> [Problem statement]
The entries that follow should come back exactly, with no pictures among them.
[Start of section]
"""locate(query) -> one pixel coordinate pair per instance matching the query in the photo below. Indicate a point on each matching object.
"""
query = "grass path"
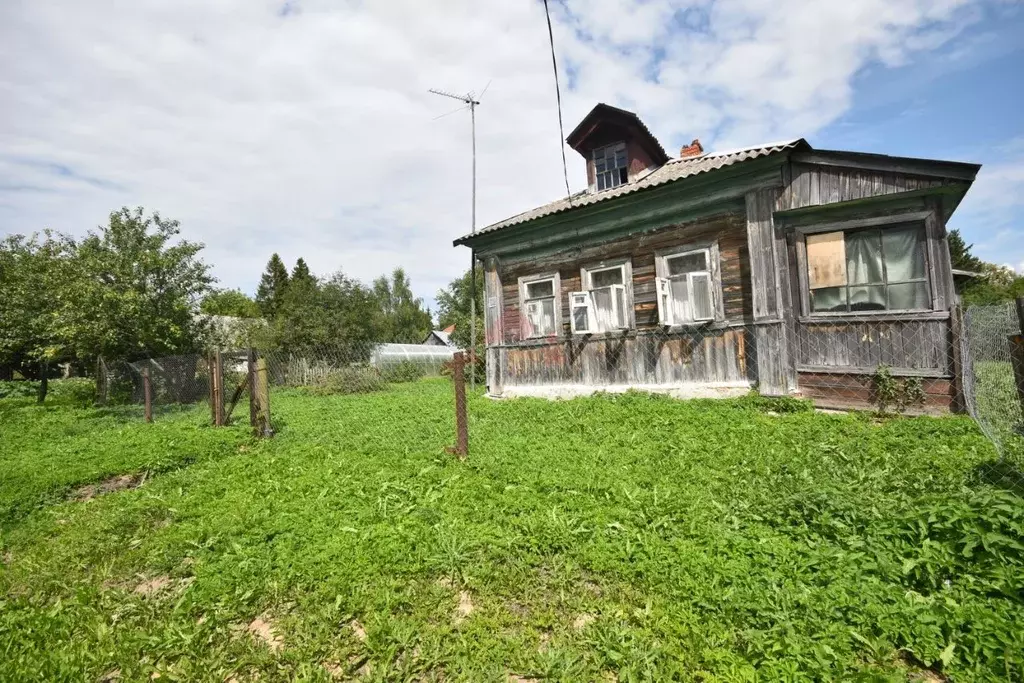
(626, 538)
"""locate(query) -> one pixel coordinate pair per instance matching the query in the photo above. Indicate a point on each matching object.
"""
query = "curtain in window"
(864, 271)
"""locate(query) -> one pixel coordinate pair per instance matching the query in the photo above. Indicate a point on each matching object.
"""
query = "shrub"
(892, 391)
(18, 389)
(776, 403)
(74, 390)
(407, 371)
(347, 380)
(481, 369)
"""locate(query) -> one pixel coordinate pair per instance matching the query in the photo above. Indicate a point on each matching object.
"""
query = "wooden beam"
(907, 165)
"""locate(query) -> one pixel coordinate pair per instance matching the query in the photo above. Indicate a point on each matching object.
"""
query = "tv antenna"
(469, 99)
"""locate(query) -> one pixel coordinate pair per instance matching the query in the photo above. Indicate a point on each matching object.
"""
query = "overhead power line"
(558, 98)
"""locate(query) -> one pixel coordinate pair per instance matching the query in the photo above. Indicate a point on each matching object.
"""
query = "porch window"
(688, 283)
(867, 270)
(606, 303)
(610, 166)
(540, 305)
(685, 291)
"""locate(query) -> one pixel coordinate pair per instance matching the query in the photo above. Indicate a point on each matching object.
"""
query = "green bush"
(73, 390)
(347, 380)
(776, 403)
(407, 371)
(481, 369)
(18, 389)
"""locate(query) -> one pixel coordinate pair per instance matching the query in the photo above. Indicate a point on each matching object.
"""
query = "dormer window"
(610, 166)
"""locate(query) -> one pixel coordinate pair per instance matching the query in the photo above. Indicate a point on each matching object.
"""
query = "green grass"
(628, 538)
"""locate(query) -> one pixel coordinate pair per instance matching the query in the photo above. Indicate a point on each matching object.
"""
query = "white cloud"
(310, 131)
(990, 214)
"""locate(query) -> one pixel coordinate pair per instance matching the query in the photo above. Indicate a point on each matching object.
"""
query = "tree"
(406, 322)
(272, 286)
(960, 253)
(995, 283)
(137, 291)
(453, 308)
(38, 276)
(229, 302)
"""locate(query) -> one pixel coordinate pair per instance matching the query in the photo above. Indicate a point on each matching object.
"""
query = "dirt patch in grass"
(262, 628)
(583, 621)
(120, 482)
(153, 586)
(465, 606)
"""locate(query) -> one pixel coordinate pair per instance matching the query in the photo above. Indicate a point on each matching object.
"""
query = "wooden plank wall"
(807, 184)
(729, 229)
(771, 296)
(698, 356)
(855, 391)
(909, 346)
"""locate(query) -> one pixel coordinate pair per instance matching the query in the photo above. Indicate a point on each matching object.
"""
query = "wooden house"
(779, 266)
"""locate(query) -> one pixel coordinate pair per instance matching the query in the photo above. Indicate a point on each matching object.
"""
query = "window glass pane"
(687, 263)
(904, 253)
(580, 317)
(540, 290)
(908, 296)
(603, 314)
(680, 299)
(825, 260)
(701, 297)
(867, 298)
(863, 257)
(605, 278)
(828, 299)
(547, 316)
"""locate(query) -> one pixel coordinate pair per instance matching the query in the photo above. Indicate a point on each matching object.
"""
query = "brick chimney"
(693, 150)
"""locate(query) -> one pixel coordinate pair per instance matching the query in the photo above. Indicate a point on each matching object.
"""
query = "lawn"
(611, 538)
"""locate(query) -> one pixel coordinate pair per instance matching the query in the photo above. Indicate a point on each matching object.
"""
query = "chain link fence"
(931, 364)
(995, 389)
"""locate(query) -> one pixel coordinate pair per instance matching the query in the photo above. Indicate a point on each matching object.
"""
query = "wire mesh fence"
(995, 391)
(962, 361)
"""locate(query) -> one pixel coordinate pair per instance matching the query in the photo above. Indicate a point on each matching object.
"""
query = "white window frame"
(663, 281)
(524, 300)
(577, 298)
(604, 153)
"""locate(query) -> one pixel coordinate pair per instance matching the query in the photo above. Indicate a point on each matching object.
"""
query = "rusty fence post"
(1017, 353)
(147, 393)
(262, 390)
(251, 370)
(462, 426)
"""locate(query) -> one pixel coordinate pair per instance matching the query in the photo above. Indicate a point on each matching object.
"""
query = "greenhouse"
(426, 356)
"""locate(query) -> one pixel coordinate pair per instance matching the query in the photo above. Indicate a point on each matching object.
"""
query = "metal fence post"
(147, 393)
(1017, 352)
(462, 427)
(262, 391)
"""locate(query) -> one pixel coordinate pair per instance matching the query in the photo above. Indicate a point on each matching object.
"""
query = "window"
(610, 166)
(688, 285)
(867, 270)
(606, 303)
(540, 305)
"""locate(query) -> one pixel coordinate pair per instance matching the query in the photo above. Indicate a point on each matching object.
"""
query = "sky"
(305, 127)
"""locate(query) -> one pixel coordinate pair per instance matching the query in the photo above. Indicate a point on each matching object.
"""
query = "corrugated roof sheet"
(674, 169)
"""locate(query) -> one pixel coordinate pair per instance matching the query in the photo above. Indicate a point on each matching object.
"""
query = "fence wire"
(995, 394)
(932, 364)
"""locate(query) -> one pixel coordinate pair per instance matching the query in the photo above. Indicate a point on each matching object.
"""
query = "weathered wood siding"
(812, 184)
(729, 229)
(920, 347)
(855, 391)
(692, 357)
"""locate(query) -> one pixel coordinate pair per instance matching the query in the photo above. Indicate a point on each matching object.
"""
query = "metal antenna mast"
(472, 103)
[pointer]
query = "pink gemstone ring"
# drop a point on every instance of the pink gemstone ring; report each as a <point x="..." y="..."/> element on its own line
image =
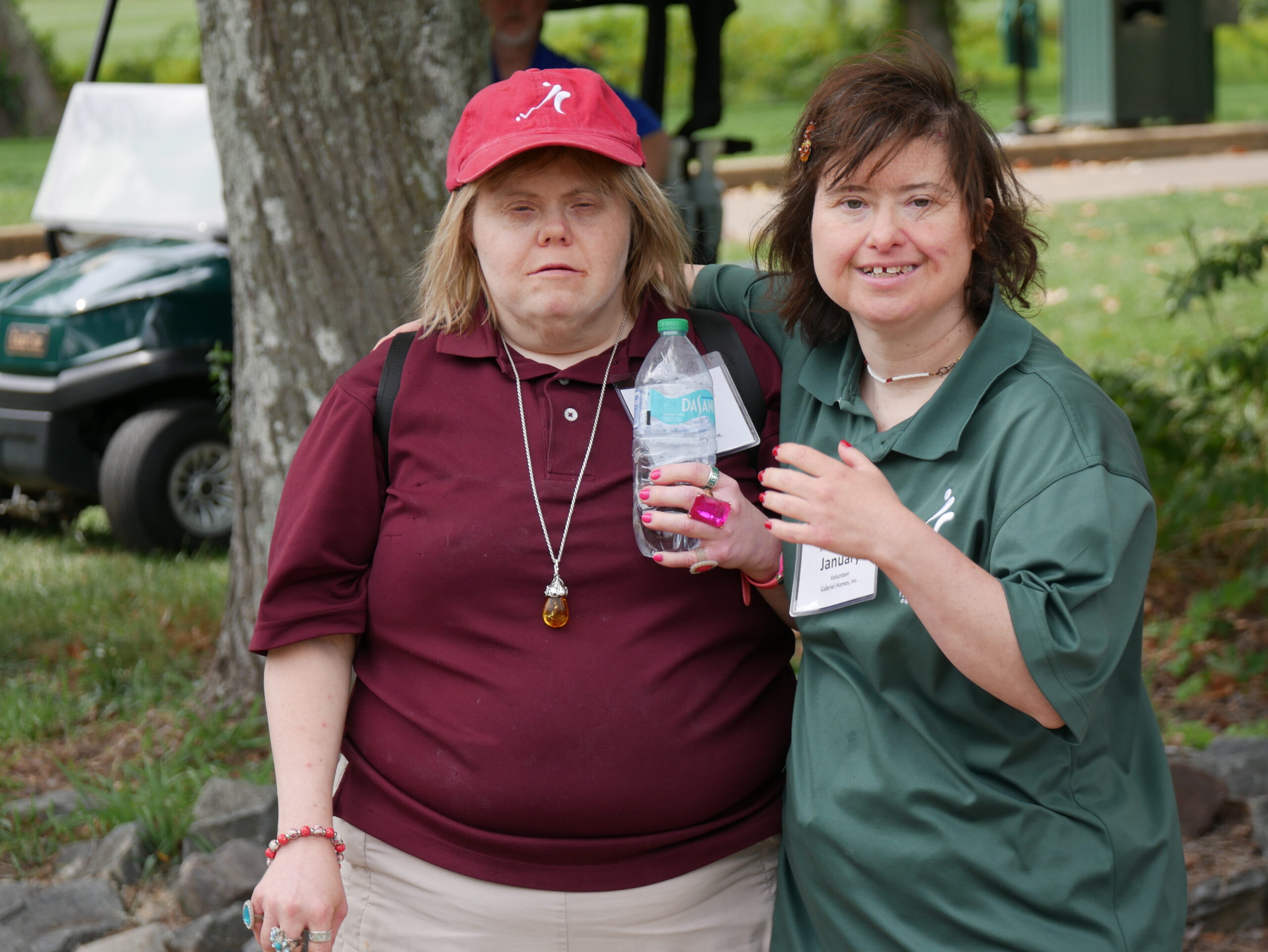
[End of section]
> [Result for this exercise]
"""locate(query) -> one pixel coordinate pair per instance matching the query in the photo below. Indicate a point on each matching object.
"""
query = "grass path"
(626, 538)
"""locate(query) -> one pixel coordinate pair per instance matching the query in the photo above. Indicate a point on each matching object.
"""
query = "curtain in window"
(864, 271)
"""locate(query) -> one pixel coordinate pair per instance matching the query in the photo above. Indicate a point on each matching object.
"""
query = "shrub"
(892, 391)
(18, 389)
(776, 403)
(74, 390)
(407, 371)
(347, 380)
(481, 369)
"""locate(query) -> one pixel coordinate pair per instance matching the query in the photo above. Indicate a point on each matching object.
"""
query = "wooden beam"
(907, 165)
"""locate(query) -> one pixel coordinate pair per instance matching the query in the photo above. Indicate a point on each matching object.
"""
query = "tv antenna"
(469, 99)
"""locate(query) -> one pixel coordinate pair per instance matching the query in the photo above. Indicate a point on each matching object.
"""
query = "overhead power line"
(558, 98)
"""locate(query) -> one pixel coordinate pair per instance matching the query in the photo above. Indicate a point on each matching object.
"""
query = "porch window"
(688, 283)
(867, 270)
(606, 303)
(610, 166)
(540, 305)
(685, 291)
"""locate(query) -> one pixel coordinate pair per instance matching the query in the photo above. Indicate a point on each matching object.
"""
query = "green bush"
(73, 390)
(347, 380)
(776, 403)
(407, 371)
(481, 369)
(18, 389)
"""locate(query) -> one pixel coordinate pair per instance matching the query in the photo above. Indicate a point on each matching object.
"""
query = "dormer window"
(610, 166)
"""locate(query) -> one pixel coordinate pair per instance matching the query in the photo above. Indicate a point on each matching object.
"""
query = "green grass"
(628, 538)
"""locate(query) -> one pixel coordinate pair per instance matching the query in the photo above. Indicate a point on each matching object.
"""
query = "white cloud"
(310, 131)
(990, 214)
"""locate(query) -> one pixel coordinate pair per instance matching the query in the photo above. Indicate a point on each matching object.
"""
query = "tree"
(406, 322)
(272, 286)
(960, 253)
(995, 283)
(137, 291)
(453, 308)
(38, 276)
(229, 302)
"""locate(query) -> one pixel coordinate pair per instance matching the query in the photo above. Indicate a point on each matching object.
"""
query = "dirt patch in grass"
(262, 628)
(583, 621)
(120, 482)
(153, 586)
(465, 606)
"""locate(query) -> one pixel coordinate pair per instance matching the query in the photo above. Indicate a point on each matching object.
"""
query = "wooden plank wall"
(807, 184)
(729, 229)
(771, 296)
(698, 356)
(855, 391)
(909, 346)
"""locate(query) -> one pixel coordinate pair per instance matching the query in the photo above. Indicate a point on each matching object.
"""
query = "wooden house"
(779, 266)
"""locate(query) -> one pixel coordinate pair per instance matching the query in the photo above. Indicate a point on each matching object.
"""
query = "window glass pane"
(687, 263)
(904, 253)
(580, 317)
(540, 290)
(908, 296)
(603, 314)
(680, 299)
(825, 260)
(701, 297)
(867, 298)
(863, 257)
(605, 278)
(828, 299)
(547, 316)
"""locate(query) -> one pixel coordinate pair per instance matching the query in the photo above. Indicate a point on each matching object.
"""
query = "brick chimney"
(693, 150)
"""locate(query) -> one pixel coordinate pair per instance matching the query in the photo above. Indicate a point on each matching object.
"""
query = "lawn"
(611, 538)
"""locate(query) -> one pixel coordinate pair per instance matching the query in the photo above. Indicate a point on each matching object.
"""
query = "chain link fence"
(931, 364)
(995, 389)
"""locate(query) -> one pixel coordinate pair per instance matching the query in the photo above. Indicate a point on each matching object.
"""
query = "wire mesh fence"
(995, 391)
(962, 361)
"""locate(query) -> one pixel coordinate pair per instance matching the query in the photo above. Indicate a point on each matching object.
"""
query = "white window frame"
(663, 281)
(524, 300)
(577, 298)
(604, 153)
"""locate(query) -> one pixel coordinate pair per instance matching the query in the photo above. Indicate a point on each matching object.
"""
query = "rusty fence post"
(1017, 353)
(147, 393)
(262, 390)
(251, 370)
(462, 426)
"""locate(query) -> one pixel coordinate pair per instance matching the query in the photo above. Indicate a point on each matching object.
"""
query = "greenhouse"
(426, 356)
"""locate(query) -> one pixel coordinate pair per instance matching the query in the photo above. Indicate a point on each matching object.
"""
query = "metal fence post"
(147, 393)
(1017, 352)
(462, 427)
(262, 391)
"""locate(query) -> one pixel coordinate pair per instance matching the query in the photo above. Indicate a point on each matching object.
"""
query = "window"
(610, 166)
(688, 285)
(867, 270)
(606, 303)
(540, 305)
"""locate(query) -> one pixel coordinate pair per instance matching the query in the photo above. Indicate a point on each matching object.
"""
query = "sky"
(305, 127)
"""locate(query) -> one pixel coordinate pair per instance matching the query in the photo above. Indicate a point on each matching object.
"""
query = "corrugated roof sheet"
(674, 169)
"""locate(query) -> one pixel coordinate pair per instance matching the query in the photo above. Indicate a point on each matching object.
"""
query = "fence wire"
(995, 394)
(932, 364)
"""locate(query) -> one pixel coordinate pair per instance matching the query in the photo above. Indicate a point on each matching object.
"""
query = "weathered wood siding"
(812, 184)
(729, 229)
(920, 347)
(855, 391)
(692, 357)
"""locate(query) -> one pixel coordinate pair per instance matching the query in the photo above. Indicate a point on each matching object.
"""
query = "metal antenna mast"
(472, 103)
[pointer]
query = "pink gemstone ring"
# drop a point on every instance of the pink gemstone ring; report each as a <point x="..." y="..."/> element on its own line
image =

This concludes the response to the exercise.